Abstract
Mapping of expression quantitative trait loci (eQTLs) and other molecular QTLs can help characterize the modes of action of disease-associated genetic variants. However, current eQTL databases present data from bulk RNA-seq approaches, which cannot shed light on the cell type- and environment-specific regulation of disease-associated genetic variants. Here, we introduce our Single-cell eQTL Interactive Database which collects single-cell eQTL (sc-eQTL) datasets and provides online visualization of sc-eQTLs across different cell types in a user-friendly manner. Although sc-eQTL mapping is still in its early stage, our database curates the most comprehensive summary statistics of sc-eQTLs published to date. sc-eQTL studies have revolutionized our understanding of gene regulation in specific cellular contexts, and we anticipate that our database will further accelerate the research of functional genomics.

-------------------------

▸ Your task
Please retype the abstract about the single-cell eQTL database in full, word for word.

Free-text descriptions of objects

-------------------------

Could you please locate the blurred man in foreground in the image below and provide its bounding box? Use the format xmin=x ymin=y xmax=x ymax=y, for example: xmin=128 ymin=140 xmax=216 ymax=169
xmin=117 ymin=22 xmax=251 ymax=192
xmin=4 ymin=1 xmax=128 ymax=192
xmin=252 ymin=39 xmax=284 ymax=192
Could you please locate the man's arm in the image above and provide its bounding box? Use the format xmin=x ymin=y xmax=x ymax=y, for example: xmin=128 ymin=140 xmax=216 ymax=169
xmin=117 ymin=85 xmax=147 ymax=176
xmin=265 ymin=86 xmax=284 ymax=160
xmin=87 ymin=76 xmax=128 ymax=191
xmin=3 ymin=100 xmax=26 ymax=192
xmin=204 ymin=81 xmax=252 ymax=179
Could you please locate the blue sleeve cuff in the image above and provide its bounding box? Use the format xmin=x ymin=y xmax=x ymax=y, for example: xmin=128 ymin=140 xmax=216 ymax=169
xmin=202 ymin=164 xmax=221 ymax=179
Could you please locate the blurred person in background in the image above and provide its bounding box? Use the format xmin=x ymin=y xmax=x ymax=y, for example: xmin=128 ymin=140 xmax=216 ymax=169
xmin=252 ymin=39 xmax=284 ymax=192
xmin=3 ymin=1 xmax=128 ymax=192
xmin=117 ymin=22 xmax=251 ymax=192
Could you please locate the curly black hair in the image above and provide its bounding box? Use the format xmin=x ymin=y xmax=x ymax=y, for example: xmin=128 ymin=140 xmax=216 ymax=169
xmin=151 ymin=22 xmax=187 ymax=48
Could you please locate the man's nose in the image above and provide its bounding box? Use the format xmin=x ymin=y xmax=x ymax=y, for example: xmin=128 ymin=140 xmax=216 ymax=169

-------------------------

▸ Result for this task
Abstract
Mapping of expression quantitative trait loci (eQTLs) and other molecular QTLs can help characterize the modes of action of disease-associated genetic variants. However, current eQTL databases present data from bulk RNA-seq approaches, which cannot shed light on the cell type- and environment-specific regulation of disease-associated genetic variants. Here, we introduce our Single-cell eQTL Interactive Database which collects single-cell eQTL (sc-eQTL) datasets and provides online visualization of sc-eQTLs across different cell types in a user-friendly manner. Although sc-eQTL mapping is still in its early stage, our database curates the most comprehensive summary statistics of sc-eQTLs published to date. sc-eQTL studies have revolutionized our understanding of gene regulation in specific cellular contexts, and we anticipate that our database will further accelerate the research of functional genomics.